* _THE DATA_:

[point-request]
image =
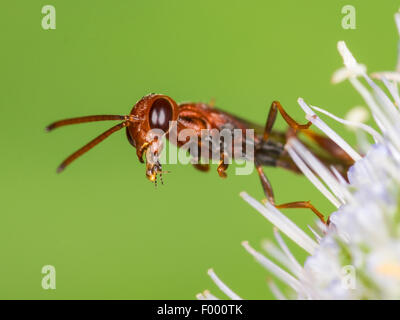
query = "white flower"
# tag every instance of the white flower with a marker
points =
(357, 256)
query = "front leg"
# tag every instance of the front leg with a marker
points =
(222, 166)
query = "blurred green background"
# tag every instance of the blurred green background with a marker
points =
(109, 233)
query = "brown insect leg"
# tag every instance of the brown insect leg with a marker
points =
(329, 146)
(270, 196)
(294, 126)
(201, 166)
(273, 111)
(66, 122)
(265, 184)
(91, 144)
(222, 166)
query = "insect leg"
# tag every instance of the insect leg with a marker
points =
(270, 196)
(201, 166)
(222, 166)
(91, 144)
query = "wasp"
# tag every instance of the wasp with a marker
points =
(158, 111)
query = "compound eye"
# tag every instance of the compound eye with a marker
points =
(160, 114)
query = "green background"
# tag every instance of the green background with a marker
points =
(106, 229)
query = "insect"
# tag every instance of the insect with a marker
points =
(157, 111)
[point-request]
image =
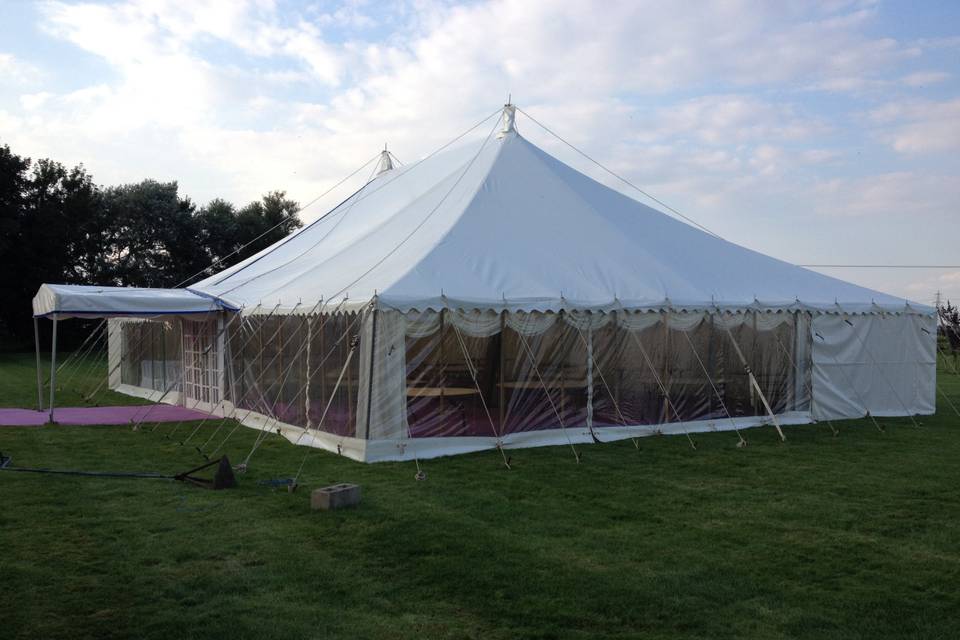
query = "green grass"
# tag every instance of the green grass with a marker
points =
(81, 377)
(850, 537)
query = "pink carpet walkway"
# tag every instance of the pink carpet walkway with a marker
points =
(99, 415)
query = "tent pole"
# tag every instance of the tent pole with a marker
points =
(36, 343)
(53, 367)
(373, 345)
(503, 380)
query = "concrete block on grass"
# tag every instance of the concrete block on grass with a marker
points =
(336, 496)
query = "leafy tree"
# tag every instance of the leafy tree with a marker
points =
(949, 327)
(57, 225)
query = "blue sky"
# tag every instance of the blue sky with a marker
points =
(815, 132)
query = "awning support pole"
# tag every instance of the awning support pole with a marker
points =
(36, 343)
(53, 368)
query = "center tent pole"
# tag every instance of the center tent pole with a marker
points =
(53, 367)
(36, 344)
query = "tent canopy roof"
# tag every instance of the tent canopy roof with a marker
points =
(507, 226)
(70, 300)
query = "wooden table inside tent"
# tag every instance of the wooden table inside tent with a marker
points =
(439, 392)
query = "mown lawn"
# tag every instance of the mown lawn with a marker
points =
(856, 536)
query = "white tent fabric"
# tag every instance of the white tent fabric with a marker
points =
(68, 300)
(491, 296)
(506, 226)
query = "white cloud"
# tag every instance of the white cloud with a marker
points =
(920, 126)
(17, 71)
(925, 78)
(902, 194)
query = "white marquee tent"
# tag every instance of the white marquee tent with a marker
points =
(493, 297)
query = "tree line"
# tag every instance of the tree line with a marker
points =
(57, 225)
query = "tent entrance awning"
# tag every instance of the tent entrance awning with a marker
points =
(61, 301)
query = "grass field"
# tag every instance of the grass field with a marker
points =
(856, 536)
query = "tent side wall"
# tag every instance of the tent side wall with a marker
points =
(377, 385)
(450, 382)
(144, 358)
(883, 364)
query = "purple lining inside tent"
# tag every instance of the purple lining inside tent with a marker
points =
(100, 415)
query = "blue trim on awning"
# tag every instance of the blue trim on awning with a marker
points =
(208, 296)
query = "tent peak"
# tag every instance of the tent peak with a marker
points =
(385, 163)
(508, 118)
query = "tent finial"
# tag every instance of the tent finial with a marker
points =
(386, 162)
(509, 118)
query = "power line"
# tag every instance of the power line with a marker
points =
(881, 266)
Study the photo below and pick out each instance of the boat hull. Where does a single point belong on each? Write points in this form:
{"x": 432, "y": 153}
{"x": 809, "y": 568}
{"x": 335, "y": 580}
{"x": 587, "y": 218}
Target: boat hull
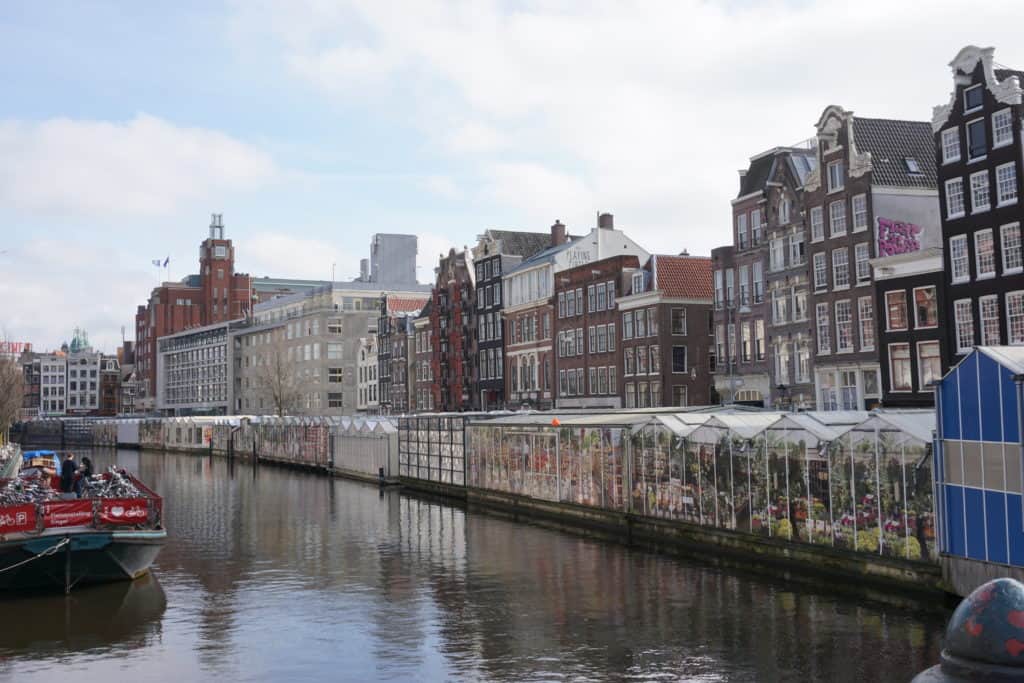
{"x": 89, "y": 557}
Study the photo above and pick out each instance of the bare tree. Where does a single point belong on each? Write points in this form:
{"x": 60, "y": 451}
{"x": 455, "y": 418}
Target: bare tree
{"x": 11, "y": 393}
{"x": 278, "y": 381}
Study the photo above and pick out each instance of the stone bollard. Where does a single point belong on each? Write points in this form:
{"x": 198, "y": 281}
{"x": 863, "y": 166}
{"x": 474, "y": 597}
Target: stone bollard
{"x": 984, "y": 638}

* _TASK OBJECTIVE_:
Copy all lines of the preceding data that hold the word "wasp".

* _WRITTEN ANSWER_:
query = "wasp"
# tag every instance of the wasp with a marker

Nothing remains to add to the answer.